George Marshall, New Scientist 23 Jul 09;
AT A recent dinner at the University of Oxford, a senior researcher in atmospheric physics was telling me about his coming holiday in Thailand. I asked him whether he was concerned that his trip would make a contribution to climate change - we had, after all, just sat through a two-hour presentation on the topic. "Of course," he said blithely. "And I'm sure the government will make long-haul flights illegal at some point."
I had deliberately steered our conversation this way as part of an informal research project that I am conducting - one you are welcome to join. My participants so far include a senior adviser to a leading UK climate policy expert who flies regularly to South Africa ("my offsets help set a price in the carbon market"), a member of the British Antarctic Survey who makes several long-haul skiing trips a year ("my job is stressful"), a national media environment correspondent who took his family to Sri Lanka ("I can't see much hope") and a Greenpeace climate campaigner just back from scuba diving in the Pacific ("it was a great trip!").
Intriguing as their dissonance may be, what is especially revealing is that each has a career predicated on the assumption that information is sufficient to generate change. It is an assumption that a moment's introspection would show them was deeply flawed.

# [Short task a]
In the article on climate experts' long-haul holidays, what does the author say makes these people's dissonance especially revealing? Please answer in one to three sentences.
The article above has no connection to the records that come next.

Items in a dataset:
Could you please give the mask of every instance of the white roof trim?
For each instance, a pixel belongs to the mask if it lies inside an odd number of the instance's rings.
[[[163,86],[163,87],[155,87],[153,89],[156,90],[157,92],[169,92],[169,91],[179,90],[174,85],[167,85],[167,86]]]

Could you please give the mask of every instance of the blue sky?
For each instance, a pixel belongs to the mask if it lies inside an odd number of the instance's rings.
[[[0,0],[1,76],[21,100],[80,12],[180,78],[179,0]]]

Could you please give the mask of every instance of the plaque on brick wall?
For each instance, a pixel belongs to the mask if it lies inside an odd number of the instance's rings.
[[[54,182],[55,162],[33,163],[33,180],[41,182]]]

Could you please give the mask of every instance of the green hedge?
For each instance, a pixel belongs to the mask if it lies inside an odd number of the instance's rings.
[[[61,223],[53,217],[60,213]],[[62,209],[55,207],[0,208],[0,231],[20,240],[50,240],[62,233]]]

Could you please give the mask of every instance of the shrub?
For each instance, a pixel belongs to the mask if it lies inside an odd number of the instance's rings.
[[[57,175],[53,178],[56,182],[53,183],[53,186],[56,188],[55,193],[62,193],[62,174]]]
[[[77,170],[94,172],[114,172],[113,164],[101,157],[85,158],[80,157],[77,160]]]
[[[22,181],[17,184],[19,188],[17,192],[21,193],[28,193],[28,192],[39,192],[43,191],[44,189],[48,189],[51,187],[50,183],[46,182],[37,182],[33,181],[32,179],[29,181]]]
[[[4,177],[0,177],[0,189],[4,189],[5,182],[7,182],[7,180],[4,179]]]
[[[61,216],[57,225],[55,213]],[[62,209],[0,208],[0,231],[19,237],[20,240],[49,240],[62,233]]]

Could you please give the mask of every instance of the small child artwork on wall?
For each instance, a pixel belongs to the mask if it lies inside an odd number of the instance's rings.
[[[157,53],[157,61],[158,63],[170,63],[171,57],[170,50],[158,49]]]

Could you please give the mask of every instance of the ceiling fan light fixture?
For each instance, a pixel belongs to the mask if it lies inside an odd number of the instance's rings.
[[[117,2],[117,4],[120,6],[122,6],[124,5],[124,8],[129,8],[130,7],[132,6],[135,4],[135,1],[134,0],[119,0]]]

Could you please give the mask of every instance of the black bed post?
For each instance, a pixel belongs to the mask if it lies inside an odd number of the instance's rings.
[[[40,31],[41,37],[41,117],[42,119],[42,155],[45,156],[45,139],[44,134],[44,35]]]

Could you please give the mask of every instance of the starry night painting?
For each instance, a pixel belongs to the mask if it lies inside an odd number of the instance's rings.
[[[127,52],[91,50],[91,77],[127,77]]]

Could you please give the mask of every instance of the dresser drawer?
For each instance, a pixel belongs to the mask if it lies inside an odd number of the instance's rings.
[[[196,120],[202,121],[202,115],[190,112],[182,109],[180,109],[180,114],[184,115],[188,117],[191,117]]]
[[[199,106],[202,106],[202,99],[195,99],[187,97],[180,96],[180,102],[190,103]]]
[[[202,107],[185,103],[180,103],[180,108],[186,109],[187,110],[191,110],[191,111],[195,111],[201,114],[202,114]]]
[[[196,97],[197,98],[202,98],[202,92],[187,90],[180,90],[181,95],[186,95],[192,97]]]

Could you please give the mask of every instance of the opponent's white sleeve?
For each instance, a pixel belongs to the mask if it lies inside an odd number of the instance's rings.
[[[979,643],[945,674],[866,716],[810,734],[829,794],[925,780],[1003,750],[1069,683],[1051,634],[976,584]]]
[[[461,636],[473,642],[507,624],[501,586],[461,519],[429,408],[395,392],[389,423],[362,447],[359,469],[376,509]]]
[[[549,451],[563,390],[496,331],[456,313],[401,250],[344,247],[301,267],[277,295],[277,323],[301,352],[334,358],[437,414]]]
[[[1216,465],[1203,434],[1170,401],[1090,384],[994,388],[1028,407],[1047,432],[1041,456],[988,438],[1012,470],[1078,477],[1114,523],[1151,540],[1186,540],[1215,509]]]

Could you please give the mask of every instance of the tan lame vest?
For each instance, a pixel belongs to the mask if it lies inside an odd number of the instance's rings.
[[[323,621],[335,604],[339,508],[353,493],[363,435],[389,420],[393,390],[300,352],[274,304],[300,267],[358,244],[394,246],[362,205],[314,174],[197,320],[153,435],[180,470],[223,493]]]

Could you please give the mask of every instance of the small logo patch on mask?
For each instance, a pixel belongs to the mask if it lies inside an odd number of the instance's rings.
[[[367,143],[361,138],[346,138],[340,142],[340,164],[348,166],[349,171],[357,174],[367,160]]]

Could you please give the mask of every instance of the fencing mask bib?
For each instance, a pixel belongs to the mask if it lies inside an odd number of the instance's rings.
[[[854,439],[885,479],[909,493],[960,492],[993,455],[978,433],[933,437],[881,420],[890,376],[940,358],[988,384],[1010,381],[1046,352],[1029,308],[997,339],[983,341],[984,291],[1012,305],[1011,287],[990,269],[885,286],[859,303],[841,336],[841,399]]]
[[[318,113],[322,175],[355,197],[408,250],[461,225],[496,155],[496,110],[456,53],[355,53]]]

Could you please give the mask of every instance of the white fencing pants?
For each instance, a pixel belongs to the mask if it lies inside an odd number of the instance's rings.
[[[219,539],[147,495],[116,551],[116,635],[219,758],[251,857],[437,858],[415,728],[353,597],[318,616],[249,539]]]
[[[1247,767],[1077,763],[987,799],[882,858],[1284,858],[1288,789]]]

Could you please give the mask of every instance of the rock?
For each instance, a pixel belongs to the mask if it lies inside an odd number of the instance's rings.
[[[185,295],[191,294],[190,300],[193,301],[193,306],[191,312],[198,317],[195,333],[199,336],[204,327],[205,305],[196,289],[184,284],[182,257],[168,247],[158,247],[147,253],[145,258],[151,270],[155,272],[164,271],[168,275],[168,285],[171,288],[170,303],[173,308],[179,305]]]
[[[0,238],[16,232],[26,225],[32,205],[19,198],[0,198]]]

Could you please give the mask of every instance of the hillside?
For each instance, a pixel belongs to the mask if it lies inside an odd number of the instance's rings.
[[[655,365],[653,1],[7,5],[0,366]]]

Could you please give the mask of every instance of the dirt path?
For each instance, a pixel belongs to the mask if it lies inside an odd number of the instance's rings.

# [Short task b]
Count the lines of the records that contain the word "small".

# [Result a]
Each of them has a career built on the assumption that information alone is enough to bring about change. The author says a moment's introspection would show them that this assumption is deeply flawed.

# [Result b]
2